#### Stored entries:
>>>
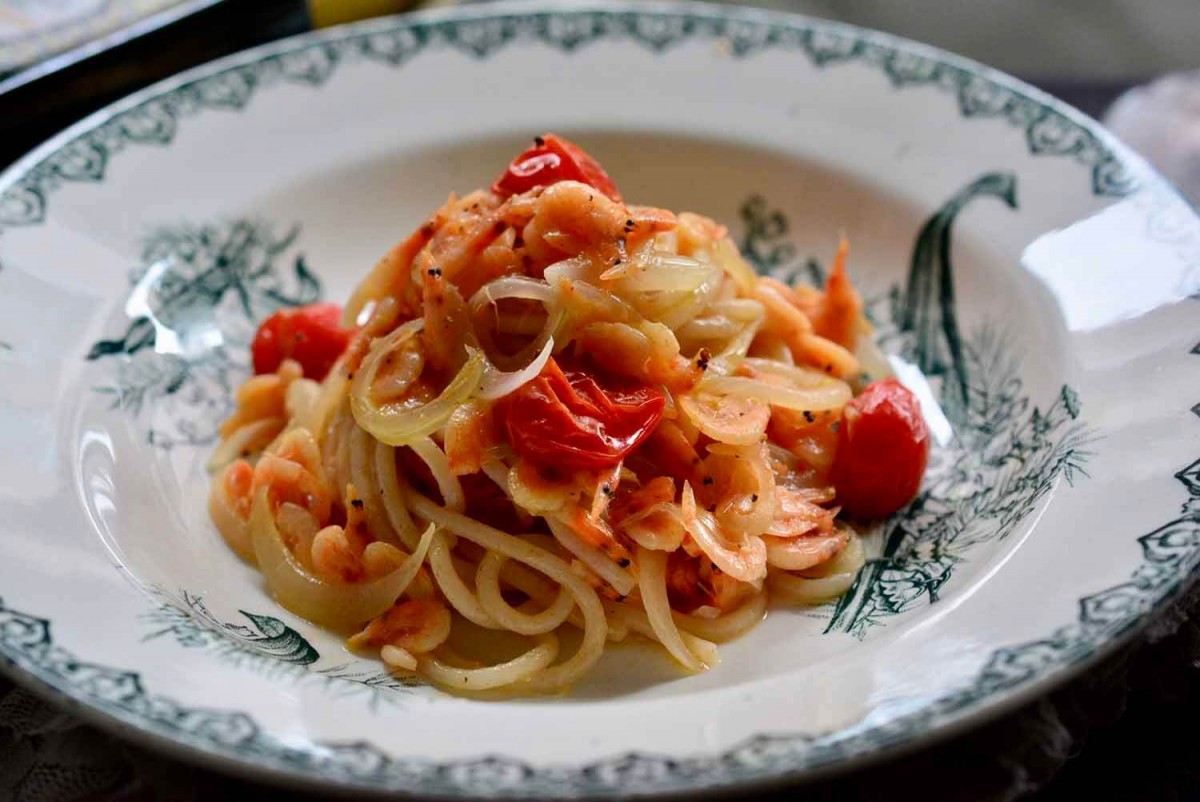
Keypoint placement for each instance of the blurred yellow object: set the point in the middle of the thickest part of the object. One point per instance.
(334, 12)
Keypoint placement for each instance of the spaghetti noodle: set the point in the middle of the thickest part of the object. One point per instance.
(562, 419)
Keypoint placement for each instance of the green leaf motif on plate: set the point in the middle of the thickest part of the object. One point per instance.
(198, 294)
(155, 120)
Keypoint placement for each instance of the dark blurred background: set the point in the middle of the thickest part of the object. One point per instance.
(1125, 730)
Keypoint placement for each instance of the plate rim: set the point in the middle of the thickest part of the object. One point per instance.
(973, 713)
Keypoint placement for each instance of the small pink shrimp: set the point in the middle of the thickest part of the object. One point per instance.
(418, 626)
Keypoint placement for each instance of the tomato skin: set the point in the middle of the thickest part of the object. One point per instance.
(568, 420)
(882, 450)
(312, 335)
(550, 161)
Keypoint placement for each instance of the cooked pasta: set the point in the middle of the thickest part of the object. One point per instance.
(567, 420)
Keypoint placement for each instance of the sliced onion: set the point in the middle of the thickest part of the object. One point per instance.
(726, 256)
(397, 424)
(577, 268)
(659, 271)
(245, 441)
(745, 562)
(729, 360)
(749, 483)
(831, 395)
(519, 288)
(342, 606)
(605, 568)
(737, 420)
(653, 566)
(498, 383)
(658, 527)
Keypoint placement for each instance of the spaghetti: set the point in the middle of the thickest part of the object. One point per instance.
(553, 419)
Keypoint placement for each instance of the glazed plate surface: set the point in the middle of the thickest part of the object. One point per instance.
(1029, 274)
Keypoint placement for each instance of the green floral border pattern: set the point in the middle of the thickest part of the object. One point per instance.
(1170, 552)
(312, 60)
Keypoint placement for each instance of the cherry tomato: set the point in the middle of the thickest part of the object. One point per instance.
(312, 335)
(552, 160)
(568, 420)
(882, 450)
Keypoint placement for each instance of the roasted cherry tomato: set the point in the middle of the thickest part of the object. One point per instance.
(312, 335)
(552, 160)
(568, 420)
(882, 450)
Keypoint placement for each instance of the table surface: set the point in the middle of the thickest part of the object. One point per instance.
(1117, 731)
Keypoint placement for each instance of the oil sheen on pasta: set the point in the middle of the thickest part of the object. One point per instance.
(556, 412)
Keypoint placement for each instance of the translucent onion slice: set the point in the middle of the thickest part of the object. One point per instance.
(397, 424)
(831, 394)
(498, 383)
(658, 527)
(340, 606)
(745, 561)
(738, 420)
(726, 256)
(659, 271)
(245, 441)
(604, 567)
(520, 288)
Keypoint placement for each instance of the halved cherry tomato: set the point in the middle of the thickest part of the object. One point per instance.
(552, 160)
(312, 335)
(568, 420)
(882, 450)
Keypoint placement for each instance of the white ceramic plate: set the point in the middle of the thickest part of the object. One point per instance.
(1027, 262)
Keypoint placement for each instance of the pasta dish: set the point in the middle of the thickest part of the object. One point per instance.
(549, 420)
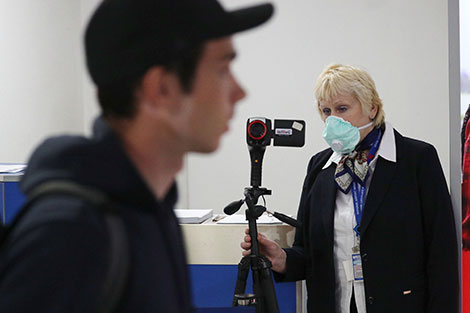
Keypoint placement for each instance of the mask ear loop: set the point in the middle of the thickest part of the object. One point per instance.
(365, 126)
<<<
#### Exercise description:
Your task is to give again, unchanged, the lines from the line that contains "Keypoint placement for each instance of the green floral" to the end of the records. Include both end lines but no pictures.

#### Written answer:
Keypoint placement for each instance of the green floral border pattern: set the point in the middle of the thickest part of the object. One point per instance.
(1170, 552)
(312, 60)
Keypoint placement for each instance of the cherry tomato: set the point in the middle of the thickest part of the object. One point per instance.
(312, 335)
(552, 160)
(568, 420)
(882, 450)
Keypoint placement for each instance of the roasted cherry tomato: set the point in the middle of the thickest part of the object. One point per instance.
(312, 335)
(552, 160)
(568, 420)
(882, 450)
Keypoint placement for each instance of the table surface: set the point in the middle of the thickest part of the object. One point per instance.
(1117, 731)
Keypoint placement for each instance of the oil sheen on pasta: set the point in the middle of the thickest part of the object. One point per instance.
(556, 412)
Keypoint placement for each instance of the translucent onion slice: set the point in the middle of the thickest part of the object. One point per instance.
(397, 424)
(831, 394)
(498, 383)
(658, 527)
(340, 606)
(745, 561)
(738, 420)
(726, 256)
(659, 271)
(245, 441)
(604, 567)
(520, 288)
Keypoint placement for each instance of the halved cherry tomato: set the point in the middle of the thickest part of the object. One point per instance.
(552, 160)
(312, 335)
(568, 420)
(882, 450)
Keypoint placement for each instance of the white ceramic plate: set the point in the middle of the thickest part of the object. One point per instance.
(1027, 262)
Keypoint placement for each instance of the pasta dish: set the point in the middle of the thickest part of the object. One point per instance.
(549, 420)
Keypoint placement for each instance of the mask ear loop: set the point in the middle of the thickest part of the object. One point per instance.
(365, 126)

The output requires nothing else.